━━━ Data ━━━
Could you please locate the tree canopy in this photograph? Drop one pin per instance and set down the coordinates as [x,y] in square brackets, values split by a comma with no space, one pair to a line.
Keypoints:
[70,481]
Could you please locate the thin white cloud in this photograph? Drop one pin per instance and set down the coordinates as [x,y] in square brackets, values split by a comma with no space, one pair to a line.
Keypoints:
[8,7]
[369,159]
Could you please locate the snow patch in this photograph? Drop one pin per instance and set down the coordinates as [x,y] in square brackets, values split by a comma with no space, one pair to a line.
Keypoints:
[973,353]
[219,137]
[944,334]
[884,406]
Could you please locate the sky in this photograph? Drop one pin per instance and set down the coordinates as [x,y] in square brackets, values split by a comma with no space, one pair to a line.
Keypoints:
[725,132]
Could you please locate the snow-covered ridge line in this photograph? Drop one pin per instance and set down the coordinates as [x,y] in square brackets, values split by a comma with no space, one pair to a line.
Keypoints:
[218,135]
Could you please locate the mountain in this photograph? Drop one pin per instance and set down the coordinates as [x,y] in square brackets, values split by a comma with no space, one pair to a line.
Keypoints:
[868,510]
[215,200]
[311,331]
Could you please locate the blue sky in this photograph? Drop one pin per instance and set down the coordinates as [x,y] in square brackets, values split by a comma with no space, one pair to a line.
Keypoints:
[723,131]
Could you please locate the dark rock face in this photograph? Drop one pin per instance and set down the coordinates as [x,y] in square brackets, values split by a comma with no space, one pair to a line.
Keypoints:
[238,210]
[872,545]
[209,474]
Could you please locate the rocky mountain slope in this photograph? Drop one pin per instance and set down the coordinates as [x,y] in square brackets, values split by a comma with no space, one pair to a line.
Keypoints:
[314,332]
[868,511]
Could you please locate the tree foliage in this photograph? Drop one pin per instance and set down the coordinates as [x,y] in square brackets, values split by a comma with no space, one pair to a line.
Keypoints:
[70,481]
━━━
_Exercise goal_. Extract all the entries word for word.

_Task output_.
Could you please locate the tree canopy in this photograph? Drop one pin per instance and set down the coordinates as [x,y] in square brackets, values split by a comma with no space, one pair to a line.
Keypoints:
[70,481]
Could you please locate the thin white cloud in this photograph? Drop one pin per instance and set down the coordinates as [x,y] in square brackets, values split by a comma with no space, one pair to a line.
Keypoints:
[8,7]
[369,159]
Could you please locate the snow patch in this photograph? Drop one pin per instance and set down the coordinates as [x,y] in square brackets, values split by a comma with no space, one pair to a line.
Keypoints:
[973,353]
[219,137]
[944,334]
[884,406]
Could you please locate the sky in this photograph? Drop one pin per instance and set down the coordinates as [x,y] in square brackets, values split by a comma with no space, one pair to a line.
Keypoints:
[725,132]
Could you please locate the snow-covered ridge line in this photograph? Drop one pin per instance and set down the coordinates as [x,y] in square brackets, values split by a comma with no space, one pair to a line.
Keypoints:
[218,135]
Could you please locate the mountain in this photograph? Drop one pin per instance and set down the coordinates as [x,y] in square brackets, values split by a comma with no space, one pair to a line.
Keypoints:
[868,510]
[215,200]
[311,331]
Could you please locate the blue sky in this photograph? Drop one pin per instance and set down the coordinates as [x,y] in square brackets, values split by a comma with no space, one pair to a line.
Keypoints:
[723,131]
Could you please locate the dark rock face in this photograph? Drop one pin per instance and set down the coordinates as [x,y] in square brackets, values split by a comma with no space, one pair to a line.
Keypoints:
[238,210]
[872,545]
[209,474]
Could you please locate the rocky mountain slope in this photograph? Drop one pin per instance and set down the coordinates as [x,y] in square brackets, values split by a comma with no space, one pair to a line.
Keypoints:
[314,332]
[868,511]
Could you please locate the tree foliage in this photograph? Drop one pin per instance and set down the coordinates as [x,y] in square brackets, values split by a comma with no space, one pair to a line.
Keypoints:
[70,481]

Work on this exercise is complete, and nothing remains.